- Text section

|---|

I'm sure it does, as I have no idea what that is/was. I stopped working on
SCCS around 1975 or 1976, about when the IEEE paper was presented.

--Marc

On Wed, Feb 1, 2017 at 12:11 PM, Steve Johnson <scj at yaccman.com> wrote:

> I can't speak for the dates, but Ken did a hack to the OS to interface
> with his Chess machine.  Recall that all the I/O on the PDP-11 was memory
> mapped, so as I recall he simply mapped a piece of kernel memory into user
> space.  Was never privvy to the details.
>
> I do remember a conversation with Dennis about semaphores, though.  He
> mentioned that no less than five groups inside of Bell Labs had hacked
> semaphores into the kernel.  Each group did it differently.  He thought
> they were all a bad idea -- his argument was, "what do you do if a process
> sets a semaphore and then dies?  It's pretty clear that either releasing
> the semaphore or leaving it set would be catastrophic in some cases."
>
> (Of course there were other similar problems, such as a process closing
> its files and dying, and then the kernel discovering that the disc was
> full.   Luckily, these days, the disc rarely gets full...)
>
> Also, a comment from my own experience with AT&T marketing.  When I was
> responsible for the System V languages in Summit, I was told that a
> marketing group was staffed and that there was a person in charge of
> marketing the language products (at the time, C, Cfront (becoming C++),
> Fortran, Pascal, and Ada).  I set up a monthly meeting with this person.
> The meetings went on for over a year, but *I never met with the same
> person twice!*   It seemed that the only thing the marketing group knew
> how to do was reorganize the marketing group...
>
> At the time, a lot of people buying VAXes were running VMS because its
> FORTRAN was far better than UNIX F77 -- in particular, it had an
> optimizer.  I started a project to build an optimizer for FORTRAN, and
> staffed it with several very good people.  Every six weeks there would be
> an attempt to kill the project.  Each time I'd repeat the argument for
> doing it, and it would be saved.  We almost started to put these attempts
> to kill it on the calendar.  At no time did I get any feedback, positive or
> negative, from AT&T marketing.   When I left AT&T in early 1986, the
> optimizer, by now almost complete, was immediately killed again.    I was
> later told by one of my former team members that it was revived several
> months later and finally made it out.  And that the next year it was the
> best-selling add-on to System V.

|---|

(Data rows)
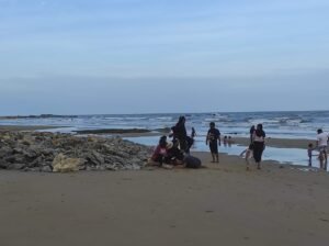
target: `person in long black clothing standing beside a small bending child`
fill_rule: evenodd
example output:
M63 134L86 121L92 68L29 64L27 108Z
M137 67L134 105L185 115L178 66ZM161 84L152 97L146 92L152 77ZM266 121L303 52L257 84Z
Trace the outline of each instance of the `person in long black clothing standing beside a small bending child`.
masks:
M257 169L261 169L262 154L265 148L265 132L263 131L263 125L258 124L256 131L252 134L253 143L253 158L257 164Z

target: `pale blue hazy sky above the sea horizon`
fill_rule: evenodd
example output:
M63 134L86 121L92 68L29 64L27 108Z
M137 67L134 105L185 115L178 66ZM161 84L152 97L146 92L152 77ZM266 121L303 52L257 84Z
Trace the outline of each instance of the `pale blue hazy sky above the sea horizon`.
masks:
M0 115L329 110L328 0L0 0Z

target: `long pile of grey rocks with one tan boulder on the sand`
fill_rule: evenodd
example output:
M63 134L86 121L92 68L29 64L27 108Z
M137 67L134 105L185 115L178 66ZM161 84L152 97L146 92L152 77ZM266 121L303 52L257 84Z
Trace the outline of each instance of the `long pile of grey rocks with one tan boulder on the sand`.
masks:
M151 149L120 137L0 132L0 169L25 171L138 170Z

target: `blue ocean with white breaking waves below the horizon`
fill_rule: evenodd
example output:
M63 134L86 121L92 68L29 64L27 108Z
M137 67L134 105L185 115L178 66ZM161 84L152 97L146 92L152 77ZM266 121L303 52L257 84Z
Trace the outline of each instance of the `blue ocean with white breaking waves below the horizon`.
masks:
M235 112L235 113L164 113L164 114L98 114L73 116L20 118L1 120L1 125L65 126L60 132L97 128L171 127L180 115L186 118L186 128L194 127L205 136L209 122L215 122L222 135L248 136L251 125L262 123L266 135L274 138L314 139L317 128L329 131L329 111Z

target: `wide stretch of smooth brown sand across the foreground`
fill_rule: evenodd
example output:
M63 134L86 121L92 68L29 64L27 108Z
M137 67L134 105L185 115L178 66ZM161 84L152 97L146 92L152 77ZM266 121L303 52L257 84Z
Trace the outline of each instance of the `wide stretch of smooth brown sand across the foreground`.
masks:
M329 244L328 174L195 155L207 168L0 171L0 245Z

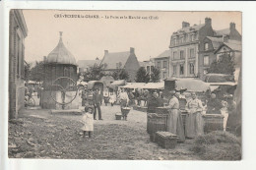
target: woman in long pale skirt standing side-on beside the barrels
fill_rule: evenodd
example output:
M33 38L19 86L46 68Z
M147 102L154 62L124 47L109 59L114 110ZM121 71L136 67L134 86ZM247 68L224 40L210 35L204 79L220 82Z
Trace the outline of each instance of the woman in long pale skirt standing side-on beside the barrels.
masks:
M167 131L179 136L178 142L185 141L184 128L181 113L179 111L179 93L171 90L168 108Z

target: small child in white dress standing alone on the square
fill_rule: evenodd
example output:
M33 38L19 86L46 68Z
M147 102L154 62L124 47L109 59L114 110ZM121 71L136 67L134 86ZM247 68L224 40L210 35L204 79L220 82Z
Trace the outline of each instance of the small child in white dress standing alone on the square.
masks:
M94 106L87 106L85 107L85 112L82 117L82 122L84 126L82 127L82 130L84 131L84 138L87 135L89 138L92 137L92 132L94 131Z

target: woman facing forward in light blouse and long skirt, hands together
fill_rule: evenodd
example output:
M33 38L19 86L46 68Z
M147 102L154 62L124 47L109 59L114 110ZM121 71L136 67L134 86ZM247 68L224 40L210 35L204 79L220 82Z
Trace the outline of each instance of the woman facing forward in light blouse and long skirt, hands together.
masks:
M204 121L202 117L203 105L201 100L197 99L196 93L191 92L192 99L186 104L188 112L186 118L186 137L195 138L204 134Z

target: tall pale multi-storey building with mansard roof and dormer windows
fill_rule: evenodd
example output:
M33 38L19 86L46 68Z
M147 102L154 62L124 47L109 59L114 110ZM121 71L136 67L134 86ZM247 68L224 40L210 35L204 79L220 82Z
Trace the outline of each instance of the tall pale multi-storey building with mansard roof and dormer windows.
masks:
M206 18L205 24L190 27L189 23L183 22L182 28L173 32L170 37L170 77L191 77L199 76L199 55L198 51L206 36L214 36L212 19Z

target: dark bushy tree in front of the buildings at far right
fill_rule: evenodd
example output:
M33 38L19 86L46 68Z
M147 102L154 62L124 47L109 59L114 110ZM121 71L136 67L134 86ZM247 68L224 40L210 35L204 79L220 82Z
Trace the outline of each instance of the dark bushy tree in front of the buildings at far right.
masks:
M220 56L218 61L214 61L210 68L207 70L208 73L216 73L216 74L227 74L233 75L234 69L234 62L233 57L228 54L224 53Z

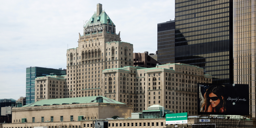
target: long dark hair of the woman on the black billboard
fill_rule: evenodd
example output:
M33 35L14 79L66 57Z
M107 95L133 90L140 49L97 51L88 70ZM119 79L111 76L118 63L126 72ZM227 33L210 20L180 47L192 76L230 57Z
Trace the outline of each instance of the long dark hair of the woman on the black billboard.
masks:
M213 93L215 94L219 99L220 99L220 106L221 108L223 109L223 112L226 112L226 100L224 98L224 86L222 85L214 85L214 86L211 86L207 92L206 92L206 96L207 97L206 99L208 100L207 101L207 105L210 105L210 98L209 98L209 94ZM223 99L222 99L223 97ZM209 102L209 104L208 104ZM208 106L207 106L208 108ZM217 111L217 110L216 110Z

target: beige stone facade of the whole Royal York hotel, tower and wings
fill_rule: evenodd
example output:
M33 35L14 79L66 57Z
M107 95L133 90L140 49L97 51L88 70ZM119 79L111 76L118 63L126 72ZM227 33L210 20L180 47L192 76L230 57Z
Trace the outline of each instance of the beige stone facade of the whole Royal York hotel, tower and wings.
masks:
M97 9L101 8L98 4ZM182 63L158 65L152 68L132 67L133 59L136 58L133 56L133 44L121 42L120 33L115 34L115 25L105 11L98 13L95 12L90 19L91 24L88 22L85 24L84 35L79 34L78 47L67 50L66 88L59 86L56 92L56 86L50 87L46 83L46 86L48 85L46 98L105 96L131 104L134 107L133 112L142 112L148 106L159 104L173 110L174 113L197 114L196 85L198 82L211 83L212 76L204 75L203 68ZM98 21L102 19L102 24L93 26L98 24L95 22L96 19ZM88 27L90 25L91 28ZM102 30L88 32L101 27ZM45 78L36 79L39 87L42 81L43 89L45 83L41 79ZM55 92L52 88L56 89ZM42 96L37 100L46 99L44 94Z

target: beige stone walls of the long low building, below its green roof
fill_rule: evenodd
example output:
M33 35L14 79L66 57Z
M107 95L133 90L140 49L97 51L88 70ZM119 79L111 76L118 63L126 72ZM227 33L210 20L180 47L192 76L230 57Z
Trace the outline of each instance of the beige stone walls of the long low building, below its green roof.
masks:
M128 118L131 117L132 108L127 104L99 102L19 107L12 110L12 123L21 123L22 118L26 118L27 123L78 121L78 116L81 115L85 120L106 119L113 116Z

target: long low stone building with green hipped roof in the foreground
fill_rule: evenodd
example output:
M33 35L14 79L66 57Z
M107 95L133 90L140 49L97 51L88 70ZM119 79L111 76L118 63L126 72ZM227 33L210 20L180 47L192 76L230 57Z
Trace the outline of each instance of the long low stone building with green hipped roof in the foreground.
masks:
M40 100L13 108L12 123L79 121L131 117L132 106L102 96Z

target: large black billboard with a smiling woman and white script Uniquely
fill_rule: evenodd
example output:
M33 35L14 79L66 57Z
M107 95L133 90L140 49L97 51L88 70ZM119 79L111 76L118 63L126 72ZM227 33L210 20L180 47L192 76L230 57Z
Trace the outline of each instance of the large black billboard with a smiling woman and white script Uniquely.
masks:
M199 115L249 115L249 85L198 83L197 106Z

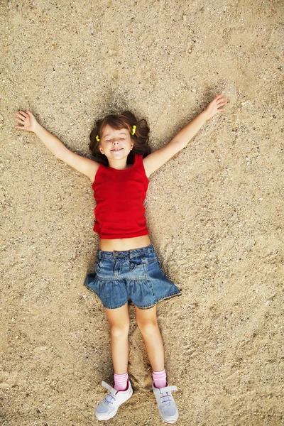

|---|

- Assignment A
In the Unix email, how many groups inside Bell Labs had hacked semaphores into the kernel?
- Assignment B
Please reproduce, word for word, everything in the Unix email from "I'm sure it" down to "to the details.".

- Written answer A
No less than five.

- Written answer B
I'm sure it does, as I have no idea what that is/was. I stopped working on
SCCS around 1975 or 1976, about when the IEEE paper was presented.

--Marc

On Wed, Feb 1, 2017 at 12:11 PM, Steve Johnson <scj at yaccman.com> wrote:

> I can't speak for the dates, but Ken did a hack to the OS to interface
> with his Chess machine.  Recall that all the I/O on the PDP-11 was memory
> mapped, so as I recall he simply mapped a piece of kernel memory into user
> space.  Was never privvy to the details.